■ TO DO ■
The reply should match the listing below character for character, except that no image is carried over.

■ SUPPLIED INFORMATION ■
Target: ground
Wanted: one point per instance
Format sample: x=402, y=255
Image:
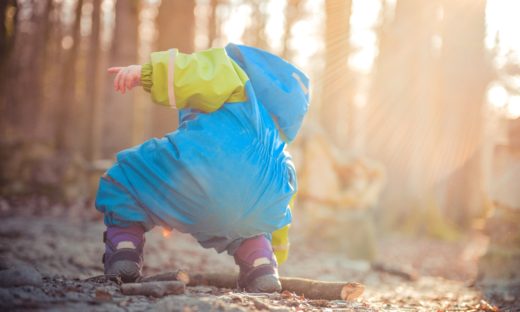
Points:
x=55, y=252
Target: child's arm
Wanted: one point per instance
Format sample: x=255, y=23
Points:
x=203, y=80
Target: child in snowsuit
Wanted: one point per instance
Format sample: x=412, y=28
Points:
x=224, y=175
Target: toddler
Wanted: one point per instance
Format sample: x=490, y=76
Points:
x=224, y=175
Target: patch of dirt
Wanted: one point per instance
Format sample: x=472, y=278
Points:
x=66, y=251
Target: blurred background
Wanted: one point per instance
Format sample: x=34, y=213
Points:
x=414, y=123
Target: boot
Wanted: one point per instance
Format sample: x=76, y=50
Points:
x=258, y=266
x=123, y=255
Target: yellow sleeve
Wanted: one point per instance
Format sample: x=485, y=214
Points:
x=203, y=80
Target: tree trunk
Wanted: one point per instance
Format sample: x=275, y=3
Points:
x=401, y=111
x=336, y=109
x=66, y=114
x=213, y=23
x=117, y=113
x=176, y=24
x=93, y=104
x=465, y=73
x=293, y=13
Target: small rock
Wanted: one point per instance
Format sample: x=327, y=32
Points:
x=102, y=294
x=6, y=298
x=20, y=276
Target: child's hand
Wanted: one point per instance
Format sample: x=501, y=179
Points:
x=126, y=77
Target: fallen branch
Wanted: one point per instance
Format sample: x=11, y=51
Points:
x=154, y=289
x=178, y=275
x=310, y=289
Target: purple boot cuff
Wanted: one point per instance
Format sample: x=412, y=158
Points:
x=134, y=234
x=252, y=249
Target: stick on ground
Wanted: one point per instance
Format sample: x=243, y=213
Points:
x=154, y=289
x=310, y=289
x=178, y=275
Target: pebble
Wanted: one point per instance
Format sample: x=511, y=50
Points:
x=20, y=276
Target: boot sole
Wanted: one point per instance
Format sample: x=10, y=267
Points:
x=129, y=271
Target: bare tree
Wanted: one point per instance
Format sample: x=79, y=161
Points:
x=117, y=111
x=177, y=32
x=336, y=108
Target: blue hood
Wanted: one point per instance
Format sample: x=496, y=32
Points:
x=279, y=86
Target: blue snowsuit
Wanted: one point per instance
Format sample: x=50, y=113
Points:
x=225, y=174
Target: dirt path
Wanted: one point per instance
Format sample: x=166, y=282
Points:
x=54, y=255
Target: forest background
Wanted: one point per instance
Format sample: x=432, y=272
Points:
x=413, y=127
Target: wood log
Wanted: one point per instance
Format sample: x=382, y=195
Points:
x=313, y=289
x=178, y=275
x=154, y=289
x=308, y=288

■ THE ANSWER ■
Target: ground
Wanted: one point per instance
Format sample: x=402, y=255
Image:
Points:
x=55, y=252
Target: child's arm
Wanted: one point per instance
Format sample: x=255, y=23
Points:
x=203, y=80
Target: child in snowsuit
Wanted: one point per instance
Format sample: x=412, y=28
Points:
x=224, y=175
Target: toddler
Wanted: one point per instance
Format sample: x=490, y=76
Points:
x=224, y=175
Target: patch of dirt
Wanted: one point per instance
Format sample: x=472, y=278
Points:
x=66, y=251
Target: blurred background
Wanted: one point per instance
Format sample: x=34, y=213
Points:
x=414, y=123
Target: boot
Wanted: one point per instance
Format sample: x=76, y=50
Points:
x=258, y=266
x=123, y=255
Target: yellow sleeve
Wanted: one point per instance
Format sample: x=485, y=214
Points:
x=203, y=80
Target: tree trunk
Wanted: one point per instance
Format sample: x=275, y=3
Points:
x=401, y=111
x=336, y=109
x=66, y=114
x=213, y=23
x=117, y=113
x=176, y=24
x=93, y=104
x=465, y=73
x=293, y=13
Target: small rock
Wanted: one point per instance
Format sample: x=327, y=32
Points:
x=102, y=294
x=6, y=298
x=20, y=276
Target: child's hand
Wanted: one point per instance
Format sample: x=501, y=179
Points:
x=126, y=77
Target: fallen branch
Wanted: one point per instance
Format sample: x=11, y=51
Points:
x=154, y=289
x=178, y=275
x=310, y=289
Target: purple boot cuff
Wanted: one point per instance
Format sample: x=412, y=158
Points:
x=134, y=234
x=252, y=249
Target: stick on ground
Wanted: one point per instance
Format sample: x=243, y=213
Points:
x=154, y=289
x=310, y=289
x=178, y=275
Target: pebble
Wanted: one point per instance
Format sample: x=511, y=50
Points:
x=20, y=276
Target: boot sole
Wanted: one point per instance
Format sample: x=10, y=267
Points:
x=129, y=271
Target: bare tree
Wanted: one point per instance
Format sample: x=79, y=161
Points:
x=117, y=111
x=177, y=32
x=336, y=108
Target: blue hood
Wanted: one point per instance
Format sample: x=496, y=32
Points:
x=279, y=86
Target: blue snowsuit
Wanted: one point per instance
Format sample: x=50, y=113
Points:
x=225, y=174
Target: dirt path
Wanted: one point per instance
Format sample: x=166, y=282
Points:
x=54, y=255
Target: forest background
Wanted: one point per instance
Format sample: x=432, y=272
Points:
x=413, y=127
Target: wood log
Wanted: one point per instance
Format sample: x=382, y=195
Points:
x=313, y=289
x=178, y=275
x=154, y=289
x=308, y=288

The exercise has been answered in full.